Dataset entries
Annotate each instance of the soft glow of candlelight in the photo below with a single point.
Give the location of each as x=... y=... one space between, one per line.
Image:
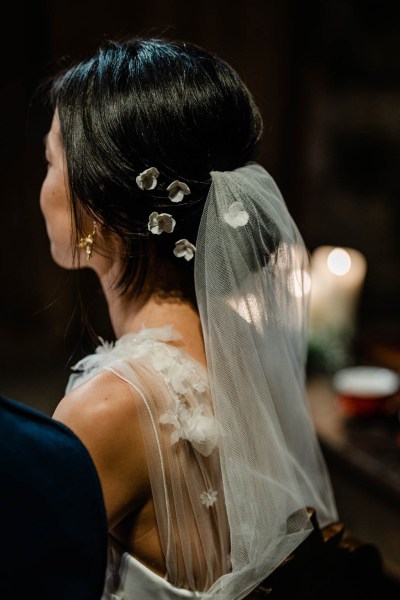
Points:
x=339 y=261
x=337 y=276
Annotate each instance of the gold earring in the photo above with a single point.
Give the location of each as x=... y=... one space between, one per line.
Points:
x=87 y=242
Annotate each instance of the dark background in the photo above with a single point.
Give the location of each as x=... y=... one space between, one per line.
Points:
x=325 y=74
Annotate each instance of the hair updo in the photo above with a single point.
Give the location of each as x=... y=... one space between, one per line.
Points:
x=151 y=103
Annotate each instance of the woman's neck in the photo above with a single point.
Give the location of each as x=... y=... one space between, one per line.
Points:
x=129 y=316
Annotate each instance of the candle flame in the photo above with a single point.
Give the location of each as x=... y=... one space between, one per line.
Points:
x=339 y=262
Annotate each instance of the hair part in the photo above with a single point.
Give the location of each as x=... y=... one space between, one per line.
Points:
x=151 y=103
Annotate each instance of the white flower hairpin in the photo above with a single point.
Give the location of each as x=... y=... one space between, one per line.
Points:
x=236 y=216
x=177 y=190
x=184 y=249
x=147 y=180
x=161 y=222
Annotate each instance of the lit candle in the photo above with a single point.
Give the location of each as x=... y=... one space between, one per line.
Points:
x=337 y=276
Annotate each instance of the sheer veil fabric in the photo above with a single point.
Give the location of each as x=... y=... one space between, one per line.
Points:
x=252 y=287
x=232 y=454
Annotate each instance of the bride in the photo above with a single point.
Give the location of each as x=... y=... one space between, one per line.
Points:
x=196 y=417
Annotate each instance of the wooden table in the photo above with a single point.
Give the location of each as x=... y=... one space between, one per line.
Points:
x=364 y=461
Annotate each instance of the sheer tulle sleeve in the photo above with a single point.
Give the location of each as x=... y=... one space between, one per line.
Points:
x=180 y=436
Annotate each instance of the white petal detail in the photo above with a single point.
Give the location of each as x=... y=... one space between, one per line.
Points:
x=177 y=190
x=183 y=248
x=209 y=498
x=161 y=222
x=147 y=180
x=193 y=425
x=236 y=216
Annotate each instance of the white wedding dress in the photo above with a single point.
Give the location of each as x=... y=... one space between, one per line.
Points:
x=180 y=437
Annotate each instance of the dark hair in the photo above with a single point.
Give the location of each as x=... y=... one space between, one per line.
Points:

__How to complete this task__
Write the records out again exactly as shown above, keeping no pictures.

__Solution to this task__
Annotate each instance of the soft glow of candlelight in the photo below with a single point.
Give the location of each as x=... y=... one space between, one per line.
Image:
Points:
x=339 y=261
x=337 y=276
Annotate each instance of the gold earring in the photo above with a single point.
Give the location of each as x=... y=... one space between, one per line.
Points:
x=87 y=242
Annotate each instance of the dark background in the photo above with a single point.
Give the location of each as x=... y=... one space between, one per line.
Points:
x=325 y=74
Annotate each instance of the hair updo in the photo above with a single point.
Give the location of each as x=... y=... one space between, one per line.
Points:
x=151 y=103
Annotate each instance of the woman's neck in the photo above with a single point.
Give the location of each as x=... y=... one space between, one per line.
Points:
x=129 y=316
Annotate each instance of the candle flame in the photo above with a single point.
Give the location of each as x=... y=... one space between, one per line.
Points:
x=339 y=262
Annotate each instance of the hair part in the photo above with a single point.
Give the location of each as x=... y=... one space between, one per line.
Points:
x=151 y=103
Annotate each instance of the white flower hairpin in the photo above with a single point.
Give the location of each as x=... y=... one space between, one per line.
Points:
x=236 y=216
x=177 y=190
x=184 y=249
x=147 y=180
x=161 y=222
Annotate each instance of the lit candle in the photo above with a single point.
Give the location of each as x=... y=... one space between, one per line.
Points:
x=337 y=276
Annotate each instance of the sheer veil fabric in the photo above with a single point.
Give the location of each as x=... y=... one space between, one per line.
Points:
x=252 y=287
x=232 y=454
Annotate each instance of the bride in the photo above with a single point.
Give the location of each as x=... y=... one space between, one per line.
Points:
x=196 y=417
Annotate each instance of the wooden table in the photo above with a single point.
Give the location of each as x=... y=... one space between, one per line.
Points:
x=364 y=461
Annotate each instance of the sheer tulle sleeve in the photo above with a single point.
Give the location of each as x=... y=... one space between, one per line.
Points:
x=180 y=436
Annotate each instance of the white petal detail in the photo above with a single point.
Give the location of each as x=... y=... one space between, one per line.
Points:
x=177 y=190
x=183 y=248
x=209 y=498
x=161 y=222
x=147 y=180
x=193 y=425
x=236 y=216
Annotate each instance of the white wedding dress in the photo above with a single point.
Give the location of each as x=... y=... one space between, one per line.
Points:
x=180 y=437
Annotate each instance of the dark hair in the photo above with a single point.
Give the location of each as x=... y=... one space between, one per line.
Points:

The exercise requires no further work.